▸ Exercise directions:
Each record needs to be echoed exactly; can you do that?

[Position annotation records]
################

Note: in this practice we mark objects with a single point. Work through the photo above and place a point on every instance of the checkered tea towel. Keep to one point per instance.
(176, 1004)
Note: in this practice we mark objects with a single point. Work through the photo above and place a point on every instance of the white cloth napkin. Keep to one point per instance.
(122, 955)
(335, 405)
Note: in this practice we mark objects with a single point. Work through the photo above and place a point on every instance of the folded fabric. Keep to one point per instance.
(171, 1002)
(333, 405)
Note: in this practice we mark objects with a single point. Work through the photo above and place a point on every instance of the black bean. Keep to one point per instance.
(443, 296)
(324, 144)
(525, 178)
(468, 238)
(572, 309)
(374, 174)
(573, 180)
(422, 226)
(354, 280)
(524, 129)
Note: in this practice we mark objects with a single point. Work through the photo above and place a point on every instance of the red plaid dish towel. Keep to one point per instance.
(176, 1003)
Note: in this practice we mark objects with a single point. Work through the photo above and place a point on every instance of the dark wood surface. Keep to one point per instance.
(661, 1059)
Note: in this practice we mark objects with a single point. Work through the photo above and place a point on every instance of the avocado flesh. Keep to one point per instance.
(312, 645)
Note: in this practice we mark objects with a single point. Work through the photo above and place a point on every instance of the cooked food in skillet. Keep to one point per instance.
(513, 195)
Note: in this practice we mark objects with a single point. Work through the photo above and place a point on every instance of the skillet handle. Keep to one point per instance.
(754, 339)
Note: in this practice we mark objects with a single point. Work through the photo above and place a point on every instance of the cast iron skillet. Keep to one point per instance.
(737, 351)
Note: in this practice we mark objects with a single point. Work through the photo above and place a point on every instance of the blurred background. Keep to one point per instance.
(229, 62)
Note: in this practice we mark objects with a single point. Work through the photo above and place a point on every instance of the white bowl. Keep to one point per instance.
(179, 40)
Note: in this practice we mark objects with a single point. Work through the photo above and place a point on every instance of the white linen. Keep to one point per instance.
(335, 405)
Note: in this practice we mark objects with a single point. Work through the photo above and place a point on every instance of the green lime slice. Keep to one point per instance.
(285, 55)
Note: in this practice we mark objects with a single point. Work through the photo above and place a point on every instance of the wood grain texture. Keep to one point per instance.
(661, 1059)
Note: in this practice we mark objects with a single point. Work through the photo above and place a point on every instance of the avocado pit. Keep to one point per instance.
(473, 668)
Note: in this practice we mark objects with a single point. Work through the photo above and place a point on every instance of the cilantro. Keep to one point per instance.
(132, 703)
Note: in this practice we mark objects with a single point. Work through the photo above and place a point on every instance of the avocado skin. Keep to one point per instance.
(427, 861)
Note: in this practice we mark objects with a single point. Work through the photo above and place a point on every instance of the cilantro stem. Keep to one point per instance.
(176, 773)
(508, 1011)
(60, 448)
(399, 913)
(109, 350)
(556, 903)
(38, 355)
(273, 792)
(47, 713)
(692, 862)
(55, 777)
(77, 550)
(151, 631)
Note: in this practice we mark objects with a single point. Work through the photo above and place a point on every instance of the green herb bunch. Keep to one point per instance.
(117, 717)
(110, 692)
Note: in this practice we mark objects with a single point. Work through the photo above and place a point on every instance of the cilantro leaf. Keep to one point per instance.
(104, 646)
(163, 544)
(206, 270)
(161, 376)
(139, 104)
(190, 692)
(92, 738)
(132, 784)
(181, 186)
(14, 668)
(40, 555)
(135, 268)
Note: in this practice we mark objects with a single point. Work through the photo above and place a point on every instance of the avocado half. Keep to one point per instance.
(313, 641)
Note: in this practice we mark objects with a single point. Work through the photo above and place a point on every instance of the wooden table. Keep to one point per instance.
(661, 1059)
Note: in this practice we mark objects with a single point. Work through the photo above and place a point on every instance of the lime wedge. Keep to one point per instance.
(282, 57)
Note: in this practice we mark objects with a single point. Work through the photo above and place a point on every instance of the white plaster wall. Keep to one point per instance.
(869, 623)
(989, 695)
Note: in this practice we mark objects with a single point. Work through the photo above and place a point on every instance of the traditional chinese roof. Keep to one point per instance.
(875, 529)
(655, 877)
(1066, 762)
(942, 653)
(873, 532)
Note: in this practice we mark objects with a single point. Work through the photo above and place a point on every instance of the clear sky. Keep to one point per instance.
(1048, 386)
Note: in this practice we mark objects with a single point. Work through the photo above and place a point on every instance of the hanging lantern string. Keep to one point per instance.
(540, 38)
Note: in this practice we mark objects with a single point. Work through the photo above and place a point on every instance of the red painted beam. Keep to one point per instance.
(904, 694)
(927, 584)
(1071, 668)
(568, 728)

################

▸ Full response:
Note: in this practice we mark objects with a single point. Work through the photo above and place a point on every instance of the checkered tea towel. Keep to one point per instance.
(176, 1004)
Note: in this practice we mark objects with a single point. Work through the photo above and place a point on every instance of the white cloth napkin. Keep to one point per instance.
(122, 955)
(335, 405)
Note: in this practice we mark objects with a single point. Work through the photo above and place a point on every instance of the folded fabric. Keep to one point per instance.
(171, 1002)
(333, 405)
Note: in this practice we mark objects with a single point. Work through the photo above and place a point on every instance of the black bean. Keep to one point per instance.
(443, 296)
(324, 144)
(525, 178)
(468, 238)
(572, 309)
(374, 174)
(573, 180)
(422, 226)
(354, 280)
(524, 129)
Note: in this practice we mark objects with a single point. Work through the photo above and place a point on every instance of the red plaid dish towel. Keep to one point per instance.
(176, 1003)
Note: in this practice we mark objects with a single point. Work through the photo above and place a point on every instance of the dark wood surface. Keep to one point per instance.
(661, 1059)
Note: in this practice we mark objects with a single point. Work through the photo above and place a point on every instance of the avocado flesh. Keep to one point per instance.
(312, 645)
Note: in this practice we mark objects with a single point. Work through the photo above and place a point on every instance of the cooked food in skillet. Keep to one point per instance.
(513, 195)
Note: in this practice we mark objects with a single point. Work through the photo above and place a point on every instance of the skillet handle. Keep to one point per instance.
(754, 339)
Note: in this practice we mark objects with a single point. Work through the photo above and place a point on every instance of the cast iron skillet. Keep to one point per instance.
(737, 351)
Note: in this practice we mark objects with a single point. Work through the photo above and place a point on every instance of the blurred background. Keep to one point per instance.
(229, 62)
Note: in this practice we mark objects with a single point. Work through the photo above and place a point on every instance of the white bowl. Keep to one point per instance.
(179, 40)
Note: in this practice we mark objects with a single point. Work through the photo above and place a point on every instance of the white linen. Keep to one point per instance.
(335, 405)
Note: in this practice we mark objects with a single point. Work through the photo above and place a point on every instance of the green lime slice. Keep to one point per instance.
(285, 55)
Note: in this practice we mark objects with a single point. Work through the photo above and place a point on every instance of the wood grain texture. Keep to one point per instance.
(661, 1059)
Note: in this practice we mark objects with a single point. Work through the photo above and place a point on every instance of the avocado pit. Keep to one point per instance.
(473, 668)
Note: in this practice we mark objects with a single point. Work through the photo above and place a point on every instance of the cilantro. Keep to one point per instance.
(132, 703)
Note: in this practice we mark objects with a single point. Work through the photo above and place a point on every instance of the avocado skin. Keep to one point per instance.
(427, 861)
Note: in this practice we mark objects with a single point. Work through the photo above and place a point on every instance of the cilantro stem. Keep to one point per instance.
(176, 773)
(508, 1011)
(60, 448)
(399, 913)
(109, 350)
(556, 903)
(38, 355)
(273, 792)
(47, 713)
(692, 862)
(55, 777)
(77, 550)
(151, 631)
Note: in this practice we mark objects with a single point. Work through the photo above and place a point on every instance of the green herb bunch. Keep to one point per instance.
(117, 717)
(110, 692)
Note: in this practice we mark objects with a single point. Work through the photo above and place a point on every instance of the cilantro leaf. Keep to one point per instance.
(104, 646)
(163, 544)
(206, 270)
(161, 376)
(139, 104)
(190, 692)
(92, 738)
(132, 784)
(181, 186)
(14, 668)
(40, 555)
(135, 268)
Note: in this practice we mark objects with a single point. Work through the photo above and place a point on every instance of the avocado half. Keep to one point per instance.
(313, 641)
Note: in this practice we mark objects with a single point. Work through the photo above and place a point on every instance of the wooden table. Keep to one point per instance.
(661, 1059)
Note: in this practice we mark objects with a single point. Work through the photo above and place a point on every instance of the lime wedge. Keep to one point per instance.
(282, 57)
Note: in this practice we mark objects with a single point. Work through the photo above and place a point on every instance of the white plaster wall. Keep to one point per instance.
(869, 623)
(989, 695)
Note: in this practice we mark objects with a single point. Work through the photo above and place a point on every instance of the traditional chinese roof. Keep to one point per instance.
(875, 529)
(655, 877)
(1066, 762)
(942, 653)
(873, 532)
Note: in this practice we mark objects with a single point. Work through the photo above and place a point on every instance of the clear sky. Keep to one point per instance.
(1048, 386)
Note: in this practice we mark objects with a single point. Work through the photo above and place a point on every instance of the hanging lantern string. Keep to one point per instance.
(540, 38)
Note: in this practice we mark objects with a single point. Work through the photo above and place a point on every instance of the red painted beam. Keep to one point per instance.
(904, 694)
(927, 584)
(1071, 668)
(568, 728)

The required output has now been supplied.